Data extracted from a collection
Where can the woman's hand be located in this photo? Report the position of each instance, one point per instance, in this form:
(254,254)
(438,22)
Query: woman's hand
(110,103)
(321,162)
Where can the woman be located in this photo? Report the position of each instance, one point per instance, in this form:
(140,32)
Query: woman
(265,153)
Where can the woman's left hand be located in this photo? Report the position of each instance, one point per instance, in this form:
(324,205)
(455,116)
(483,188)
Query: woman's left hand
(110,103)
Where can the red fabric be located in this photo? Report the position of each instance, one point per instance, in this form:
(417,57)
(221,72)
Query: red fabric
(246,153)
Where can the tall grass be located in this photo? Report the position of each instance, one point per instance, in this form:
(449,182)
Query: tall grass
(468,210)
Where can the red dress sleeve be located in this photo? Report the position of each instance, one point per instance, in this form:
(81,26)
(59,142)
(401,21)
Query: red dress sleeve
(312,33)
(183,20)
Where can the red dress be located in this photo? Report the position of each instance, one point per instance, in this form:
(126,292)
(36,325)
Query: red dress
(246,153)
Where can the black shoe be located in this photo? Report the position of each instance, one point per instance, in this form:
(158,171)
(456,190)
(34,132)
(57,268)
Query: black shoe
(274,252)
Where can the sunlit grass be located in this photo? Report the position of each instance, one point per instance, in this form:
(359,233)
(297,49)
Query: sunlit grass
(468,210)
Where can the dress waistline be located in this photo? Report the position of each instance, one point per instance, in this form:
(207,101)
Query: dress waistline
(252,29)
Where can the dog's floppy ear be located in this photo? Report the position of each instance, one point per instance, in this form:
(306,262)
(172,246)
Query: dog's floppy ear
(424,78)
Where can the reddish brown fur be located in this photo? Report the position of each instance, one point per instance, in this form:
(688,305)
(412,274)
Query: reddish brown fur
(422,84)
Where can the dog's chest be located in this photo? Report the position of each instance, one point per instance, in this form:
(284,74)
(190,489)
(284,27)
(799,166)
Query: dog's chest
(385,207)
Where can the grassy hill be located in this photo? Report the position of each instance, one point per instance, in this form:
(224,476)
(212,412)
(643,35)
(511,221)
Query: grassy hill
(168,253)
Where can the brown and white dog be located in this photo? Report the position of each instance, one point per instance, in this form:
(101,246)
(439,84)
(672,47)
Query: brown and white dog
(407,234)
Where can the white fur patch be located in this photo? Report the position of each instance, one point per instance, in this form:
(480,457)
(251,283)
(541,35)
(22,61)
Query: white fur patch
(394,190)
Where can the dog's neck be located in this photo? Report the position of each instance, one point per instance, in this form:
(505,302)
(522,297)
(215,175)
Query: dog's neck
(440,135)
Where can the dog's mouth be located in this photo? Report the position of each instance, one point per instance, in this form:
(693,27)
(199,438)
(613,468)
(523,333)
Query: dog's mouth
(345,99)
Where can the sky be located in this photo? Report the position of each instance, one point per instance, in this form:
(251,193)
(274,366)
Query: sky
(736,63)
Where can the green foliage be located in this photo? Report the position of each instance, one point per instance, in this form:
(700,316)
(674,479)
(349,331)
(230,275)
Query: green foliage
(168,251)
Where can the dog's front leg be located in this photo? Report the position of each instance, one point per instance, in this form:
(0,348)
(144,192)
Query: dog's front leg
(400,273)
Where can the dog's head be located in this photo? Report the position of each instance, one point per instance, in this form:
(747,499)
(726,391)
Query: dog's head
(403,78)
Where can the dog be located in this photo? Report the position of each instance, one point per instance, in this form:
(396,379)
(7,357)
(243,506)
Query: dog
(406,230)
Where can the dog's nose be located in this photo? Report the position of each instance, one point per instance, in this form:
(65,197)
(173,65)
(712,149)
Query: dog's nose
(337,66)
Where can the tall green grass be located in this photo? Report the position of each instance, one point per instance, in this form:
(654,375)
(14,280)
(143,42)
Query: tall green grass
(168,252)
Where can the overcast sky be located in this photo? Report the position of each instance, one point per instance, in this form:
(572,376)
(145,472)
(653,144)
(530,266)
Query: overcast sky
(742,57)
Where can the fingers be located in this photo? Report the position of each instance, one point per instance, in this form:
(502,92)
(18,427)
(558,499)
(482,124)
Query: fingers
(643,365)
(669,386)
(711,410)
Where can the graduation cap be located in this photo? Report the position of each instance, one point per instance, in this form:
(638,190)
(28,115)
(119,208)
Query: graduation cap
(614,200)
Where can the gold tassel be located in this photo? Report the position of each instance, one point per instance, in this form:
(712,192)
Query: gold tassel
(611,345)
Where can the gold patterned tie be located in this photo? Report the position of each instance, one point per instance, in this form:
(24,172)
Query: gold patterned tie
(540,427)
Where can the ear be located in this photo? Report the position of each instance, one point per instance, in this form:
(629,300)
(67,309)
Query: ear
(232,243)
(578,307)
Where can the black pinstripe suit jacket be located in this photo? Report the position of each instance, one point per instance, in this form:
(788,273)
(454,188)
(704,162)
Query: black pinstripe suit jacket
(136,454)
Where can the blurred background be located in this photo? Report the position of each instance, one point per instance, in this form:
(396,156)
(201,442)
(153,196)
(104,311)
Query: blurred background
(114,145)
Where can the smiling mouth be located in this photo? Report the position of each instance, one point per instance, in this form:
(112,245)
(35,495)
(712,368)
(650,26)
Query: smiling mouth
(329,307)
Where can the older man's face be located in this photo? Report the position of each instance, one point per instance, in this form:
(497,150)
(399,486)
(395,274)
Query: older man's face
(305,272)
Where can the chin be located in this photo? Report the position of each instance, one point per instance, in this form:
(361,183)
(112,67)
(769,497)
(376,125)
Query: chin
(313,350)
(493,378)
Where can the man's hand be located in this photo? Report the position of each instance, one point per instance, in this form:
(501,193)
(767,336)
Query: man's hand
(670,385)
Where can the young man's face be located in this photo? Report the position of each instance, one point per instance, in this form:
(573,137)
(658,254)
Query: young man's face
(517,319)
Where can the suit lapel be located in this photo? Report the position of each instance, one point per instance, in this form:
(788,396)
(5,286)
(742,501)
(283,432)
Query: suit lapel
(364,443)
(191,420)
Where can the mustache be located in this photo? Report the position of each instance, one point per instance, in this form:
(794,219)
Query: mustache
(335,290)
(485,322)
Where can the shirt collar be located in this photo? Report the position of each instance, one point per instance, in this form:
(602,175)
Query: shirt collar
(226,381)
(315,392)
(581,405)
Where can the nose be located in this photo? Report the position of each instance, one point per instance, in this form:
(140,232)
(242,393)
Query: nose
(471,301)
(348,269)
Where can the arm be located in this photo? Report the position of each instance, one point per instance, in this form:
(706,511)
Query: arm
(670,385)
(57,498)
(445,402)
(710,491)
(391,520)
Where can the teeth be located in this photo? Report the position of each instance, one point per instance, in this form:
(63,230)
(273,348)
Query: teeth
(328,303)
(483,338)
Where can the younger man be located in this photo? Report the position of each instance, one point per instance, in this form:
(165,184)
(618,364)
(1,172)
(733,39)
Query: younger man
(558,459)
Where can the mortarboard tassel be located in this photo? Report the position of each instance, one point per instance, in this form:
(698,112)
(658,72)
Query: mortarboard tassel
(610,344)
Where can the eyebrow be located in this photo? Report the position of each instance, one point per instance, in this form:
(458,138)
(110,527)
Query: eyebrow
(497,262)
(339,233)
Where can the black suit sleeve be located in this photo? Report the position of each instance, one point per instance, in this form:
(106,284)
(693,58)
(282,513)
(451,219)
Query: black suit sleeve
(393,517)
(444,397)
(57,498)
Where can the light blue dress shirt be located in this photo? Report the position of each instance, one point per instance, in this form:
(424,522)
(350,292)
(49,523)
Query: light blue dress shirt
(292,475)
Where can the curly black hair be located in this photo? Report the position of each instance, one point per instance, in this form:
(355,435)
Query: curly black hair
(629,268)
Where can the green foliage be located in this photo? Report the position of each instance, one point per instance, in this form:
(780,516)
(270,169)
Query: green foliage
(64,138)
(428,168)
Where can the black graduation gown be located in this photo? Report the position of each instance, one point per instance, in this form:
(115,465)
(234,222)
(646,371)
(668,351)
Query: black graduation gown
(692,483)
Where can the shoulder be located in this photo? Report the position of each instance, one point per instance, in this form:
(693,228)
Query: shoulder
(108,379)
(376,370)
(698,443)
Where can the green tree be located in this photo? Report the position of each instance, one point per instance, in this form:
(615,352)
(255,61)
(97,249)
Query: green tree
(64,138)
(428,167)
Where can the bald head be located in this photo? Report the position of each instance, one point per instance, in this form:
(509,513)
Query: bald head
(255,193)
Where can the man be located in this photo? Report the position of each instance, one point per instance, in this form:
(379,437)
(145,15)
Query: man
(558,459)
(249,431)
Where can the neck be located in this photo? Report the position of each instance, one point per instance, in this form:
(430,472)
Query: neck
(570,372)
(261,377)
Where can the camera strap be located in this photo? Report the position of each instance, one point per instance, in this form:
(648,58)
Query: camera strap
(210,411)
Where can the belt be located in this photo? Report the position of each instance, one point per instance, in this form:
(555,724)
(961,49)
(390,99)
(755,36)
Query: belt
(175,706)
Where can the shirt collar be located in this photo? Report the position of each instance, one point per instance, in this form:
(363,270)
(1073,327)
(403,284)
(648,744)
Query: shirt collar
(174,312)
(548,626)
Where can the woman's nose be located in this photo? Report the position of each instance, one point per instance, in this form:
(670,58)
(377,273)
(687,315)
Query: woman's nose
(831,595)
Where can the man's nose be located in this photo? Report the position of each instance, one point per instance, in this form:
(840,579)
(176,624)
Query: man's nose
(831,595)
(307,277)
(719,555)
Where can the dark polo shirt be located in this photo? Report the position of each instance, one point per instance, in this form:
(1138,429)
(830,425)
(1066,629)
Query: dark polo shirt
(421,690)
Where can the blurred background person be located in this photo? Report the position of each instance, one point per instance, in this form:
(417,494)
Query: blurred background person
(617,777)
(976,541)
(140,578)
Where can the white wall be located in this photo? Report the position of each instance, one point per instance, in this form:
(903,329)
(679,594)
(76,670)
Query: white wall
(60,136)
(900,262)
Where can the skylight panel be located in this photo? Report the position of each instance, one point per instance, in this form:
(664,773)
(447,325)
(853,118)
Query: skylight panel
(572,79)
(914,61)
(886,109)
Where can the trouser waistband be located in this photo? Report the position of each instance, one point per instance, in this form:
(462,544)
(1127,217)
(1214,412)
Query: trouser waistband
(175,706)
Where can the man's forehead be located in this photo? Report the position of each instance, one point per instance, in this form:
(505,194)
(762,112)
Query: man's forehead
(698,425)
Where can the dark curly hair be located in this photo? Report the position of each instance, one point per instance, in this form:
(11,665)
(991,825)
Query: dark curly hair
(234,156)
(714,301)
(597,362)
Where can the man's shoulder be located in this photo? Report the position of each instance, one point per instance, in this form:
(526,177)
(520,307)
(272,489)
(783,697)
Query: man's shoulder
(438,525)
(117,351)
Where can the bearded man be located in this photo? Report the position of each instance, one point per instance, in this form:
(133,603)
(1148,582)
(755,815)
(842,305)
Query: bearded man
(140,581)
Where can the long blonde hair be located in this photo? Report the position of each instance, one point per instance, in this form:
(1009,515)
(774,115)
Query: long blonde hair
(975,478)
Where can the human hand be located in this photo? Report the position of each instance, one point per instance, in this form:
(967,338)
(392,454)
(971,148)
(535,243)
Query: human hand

EXERCISE
Give back exactly the lines from the line holding "Where can the trouser" through the last line of the listing, including both.

CORRECT OUTPUT
Where can the trouser waistband be located in this photo? Report the position of each instance, one point per instance, in this form:
(462,544)
(1127,217)
(1214,412)
Query: trouser waistband
(175,706)
Where can the man's forehead be located in this photo? Report the position of each instance, one point per instance, in this form:
(505,194)
(762,112)
Query: man's forehead
(698,425)
Where can the dark curly hair be located in this photo? Report the position of each instance, one point per instance, in this form:
(11,665)
(991,825)
Query: dark curly hair
(234,156)
(714,301)
(597,362)
Where can the man's shoulder be located in this photo? Report the position of each instance, one point per instance, in this form:
(526,177)
(520,307)
(272,489)
(783,697)
Query: man's shoulder
(438,525)
(117,351)
Where can the bearded man be located in this photo? Report the position of each instance, one point per instance, in this form:
(133,603)
(1148,582)
(755,815)
(842,305)
Query: bearded man
(140,581)
Where can the long blonde hair be located in this photo? Report the position of each instance, one point per instance, in this form:
(1009,515)
(774,115)
Query: long blonde hair
(975,478)
Where can the human hand be located in this photo? Report the position of each instance, one point per instance, in this form:
(967,338)
(392,454)
(971,148)
(535,243)
Query: human hand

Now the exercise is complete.